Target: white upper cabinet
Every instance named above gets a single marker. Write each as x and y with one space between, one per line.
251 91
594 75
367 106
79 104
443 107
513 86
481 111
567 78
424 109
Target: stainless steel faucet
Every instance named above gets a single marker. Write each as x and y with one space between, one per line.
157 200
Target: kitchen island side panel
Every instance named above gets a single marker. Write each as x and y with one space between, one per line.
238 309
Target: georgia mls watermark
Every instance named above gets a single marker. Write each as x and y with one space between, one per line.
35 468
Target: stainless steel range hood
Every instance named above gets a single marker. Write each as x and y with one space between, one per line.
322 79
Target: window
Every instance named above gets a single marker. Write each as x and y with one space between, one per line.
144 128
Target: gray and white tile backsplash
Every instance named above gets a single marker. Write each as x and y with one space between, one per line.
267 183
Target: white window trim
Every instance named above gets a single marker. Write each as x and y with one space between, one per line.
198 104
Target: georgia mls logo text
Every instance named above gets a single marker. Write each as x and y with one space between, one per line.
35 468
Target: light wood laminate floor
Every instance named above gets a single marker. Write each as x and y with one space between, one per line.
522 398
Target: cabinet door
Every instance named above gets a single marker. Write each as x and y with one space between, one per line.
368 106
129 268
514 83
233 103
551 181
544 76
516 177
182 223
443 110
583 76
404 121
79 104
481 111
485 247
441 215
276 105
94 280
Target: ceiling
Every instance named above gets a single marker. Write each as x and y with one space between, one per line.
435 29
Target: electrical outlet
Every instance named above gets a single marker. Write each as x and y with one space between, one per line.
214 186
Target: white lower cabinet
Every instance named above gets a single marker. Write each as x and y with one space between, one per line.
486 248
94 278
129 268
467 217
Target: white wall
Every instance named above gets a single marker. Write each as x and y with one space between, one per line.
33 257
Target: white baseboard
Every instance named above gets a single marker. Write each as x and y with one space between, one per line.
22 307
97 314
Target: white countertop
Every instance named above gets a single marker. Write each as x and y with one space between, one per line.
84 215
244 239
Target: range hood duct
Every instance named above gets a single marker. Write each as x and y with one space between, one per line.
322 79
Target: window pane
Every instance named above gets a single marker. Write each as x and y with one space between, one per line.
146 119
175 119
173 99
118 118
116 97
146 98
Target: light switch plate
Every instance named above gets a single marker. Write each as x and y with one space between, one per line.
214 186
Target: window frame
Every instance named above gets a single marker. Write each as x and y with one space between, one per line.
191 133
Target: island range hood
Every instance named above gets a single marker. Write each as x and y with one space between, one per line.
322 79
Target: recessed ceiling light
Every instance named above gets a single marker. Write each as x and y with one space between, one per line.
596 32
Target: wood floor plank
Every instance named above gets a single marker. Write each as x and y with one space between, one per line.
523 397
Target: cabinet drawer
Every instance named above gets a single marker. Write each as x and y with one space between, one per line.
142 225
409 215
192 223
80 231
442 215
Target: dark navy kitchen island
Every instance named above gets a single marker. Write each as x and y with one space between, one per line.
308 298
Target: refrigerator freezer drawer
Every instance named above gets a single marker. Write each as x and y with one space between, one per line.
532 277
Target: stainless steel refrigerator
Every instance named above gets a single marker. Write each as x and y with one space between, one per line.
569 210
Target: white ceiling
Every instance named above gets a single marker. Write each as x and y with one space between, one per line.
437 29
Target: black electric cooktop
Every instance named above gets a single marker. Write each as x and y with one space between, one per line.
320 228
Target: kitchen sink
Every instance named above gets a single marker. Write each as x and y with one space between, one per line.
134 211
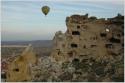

> [Exercise brief]: Only lines that include "white" belong in the answer; copy all of them from the listing.

> [Response area]:
Target: white upper cabinet
Target: gray and white tile backsplash
Target: white window trim
Target: white lower cabinet
Target: white wall
Target: white baseboard
Target: white countertop
Target: white ceiling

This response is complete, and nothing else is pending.